DATA FOR THIS EXERCISE Block Start
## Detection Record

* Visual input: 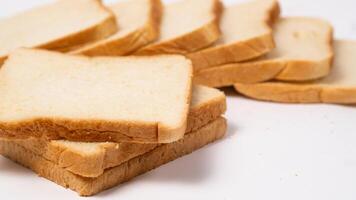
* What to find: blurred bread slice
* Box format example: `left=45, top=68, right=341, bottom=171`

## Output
left=0, top=0, right=117, bottom=65
left=134, top=0, right=222, bottom=55
left=195, top=17, right=334, bottom=87
left=10, top=85, right=226, bottom=178
left=0, top=49, right=193, bottom=143
left=234, top=40, right=356, bottom=104
left=72, top=0, right=162, bottom=56
left=189, top=0, right=280, bottom=72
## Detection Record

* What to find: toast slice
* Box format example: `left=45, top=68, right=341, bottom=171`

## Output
left=234, top=40, right=356, bottom=104
left=0, top=49, right=193, bottom=143
left=71, top=0, right=162, bottom=56
left=133, top=0, right=222, bottom=55
left=188, top=0, right=280, bottom=72
left=0, top=0, right=117, bottom=65
left=0, top=117, right=227, bottom=196
left=195, top=17, right=334, bottom=87
left=10, top=85, right=226, bottom=178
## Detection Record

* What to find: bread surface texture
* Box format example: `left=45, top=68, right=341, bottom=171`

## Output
left=0, top=0, right=117, bottom=65
left=0, top=118, right=227, bottom=196
left=188, top=0, right=280, bottom=71
left=72, top=0, right=162, bottom=56
left=234, top=40, right=356, bottom=104
left=0, top=49, right=193, bottom=143
left=11, top=85, right=226, bottom=177
left=195, top=17, right=334, bottom=87
left=134, top=0, right=222, bottom=55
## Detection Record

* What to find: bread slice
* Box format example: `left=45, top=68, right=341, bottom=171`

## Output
left=188, top=0, right=280, bottom=72
left=0, top=49, right=193, bottom=143
left=10, top=85, right=226, bottom=178
left=133, top=0, right=222, bottom=55
left=71, top=0, right=162, bottom=56
left=0, top=0, right=117, bottom=65
left=0, top=117, right=226, bottom=196
left=234, top=40, right=356, bottom=104
left=194, top=17, right=334, bottom=87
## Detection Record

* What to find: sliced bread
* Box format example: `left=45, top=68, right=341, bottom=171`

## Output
left=0, top=117, right=227, bottom=196
left=188, top=0, right=280, bottom=72
left=0, top=0, right=117, bottom=65
left=71, top=0, right=162, bottom=56
left=195, top=17, right=334, bottom=87
left=134, top=0, right=222, bottom=55
left=234, top=40, right=356, bottom=104
left=0, top=49, right=193, bottom=143
left=11, top=85, right=226, bottom=178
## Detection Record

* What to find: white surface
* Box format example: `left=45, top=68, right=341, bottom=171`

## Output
left=0, top=0, right=356, bottom=199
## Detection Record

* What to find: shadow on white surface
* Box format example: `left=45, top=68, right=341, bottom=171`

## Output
left=97, top=135, right=231, bottom=197
left=0, top=156, right=32, bottom=175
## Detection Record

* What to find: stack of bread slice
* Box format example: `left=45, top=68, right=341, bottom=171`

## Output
left=0, top=0, right=227, bottom=196
left=0, top=48, right=227, bottom=195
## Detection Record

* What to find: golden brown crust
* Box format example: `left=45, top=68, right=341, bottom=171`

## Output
left=0, top=118, right=227, bottom=196
left=72, top=0, right=163, bottom=56
left=234, top=82, right=356, bottom=104
left=188, top=0, right=280, bottom=72
left=194, top=56, right=333, bottom=88
left=133, top=0, right=222, bottom=55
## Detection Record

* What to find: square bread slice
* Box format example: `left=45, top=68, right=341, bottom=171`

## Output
left=195, top=17, right=334, bottom=87
left=0, top=0, right=117, bottom=65
left=188, top=0, right=280, bottom=72
left=0, top=49, right=193, bottom=143
left=0, top=117, right=227, bottom=196
left=234, top=40, right=356, bottom=104
left=10, top=85, right=226, bottom=178
left=71, top=0, right=162, bottom=56
left=133, top=0, right=222, bottom=55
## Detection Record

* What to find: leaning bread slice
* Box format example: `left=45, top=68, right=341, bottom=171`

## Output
left=134, top=0, right=222, bottom=55
left=71, top=0, right=162, bottom=56
left=12, top=85, right=226, bottom=178
left=188, top=0, right=280, bottom=72
left=234, top=40, right=356, bottom=104
left=0, top=0, right=117, bottom=65
left=0, top=49, right=193, bottom=143
left=195, top=17, right=334, bottom=87
left=0, top=117, right=227, bottom=196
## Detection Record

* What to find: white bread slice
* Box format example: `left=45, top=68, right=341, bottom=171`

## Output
left=0, top=0, right=117, bottom=65
left=11, top=85, right=226, bottom=178
left=195, top=17, right=334, bottom=87
left=234, top=40, right=356, bottom=104
left=133, top=0, right=222, bottom=55
left=188, top=0, right=280, bottom=72
left=71, top=0, right=162, bottom=56
left=0, top=117, right=226, bottom=196
left=0, top=49, right=193, bottom=143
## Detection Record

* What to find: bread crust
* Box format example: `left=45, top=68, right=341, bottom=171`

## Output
left=72, top=0, right=163, bottom=56
left=188, top=0, right=280, bottom=72
left=0, top=0, right=118, bottom=65
left=10, top=89, right=226, bottom=177
left=133, top=0, right=222, bottom=55
left=0, top=117, right=227, bottom=196
left=234, top=82, right=356, bottom=104
left=194, top=57, right=333, bottom=88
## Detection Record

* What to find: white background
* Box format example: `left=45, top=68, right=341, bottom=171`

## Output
left=0, top=0, right=356, bottom=199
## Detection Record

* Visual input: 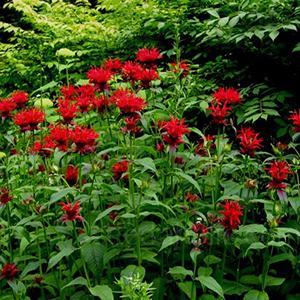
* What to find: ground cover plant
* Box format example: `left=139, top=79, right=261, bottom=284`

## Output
left=0, top=46, right=299, bottom=300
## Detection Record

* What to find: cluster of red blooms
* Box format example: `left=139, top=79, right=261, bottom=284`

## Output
left=0, top=188, right=12, bottom=206
left=266, top=160, right=292, bottom=190
left=219, top=200, right=243, bottom=235
left=0, top=91, right=29, bottom=119
left=192, top=222, right=209, bottom=247
left=0, top=263, right=19, bottom=281
left=237, top=127, right=263, bottom=156
left=32, top=125, right=99, bottom=155
left=65, top=165, right=79, bottom=186
left=59, top=201, right=84, bottom=223
left=208, top=87, right=241, bottom=125
left=289, top=110, right=300, bottom=132
left=185, top=192, right=200, bottom=203
left=158, top=117, right=190, bottom=149
left=14, top=108, right=45, bottom=132
left=112, top=160, right=129, bottom=181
DATA FOR THIS EXERCISE Block End
TASK REQUIREMENTS:
Among the lines above, find those with the word "surface" and list them.

RESPONSE BELOW:
* What to find: bread surface texture
* What to find: white surface
* What to find: shadow on white surface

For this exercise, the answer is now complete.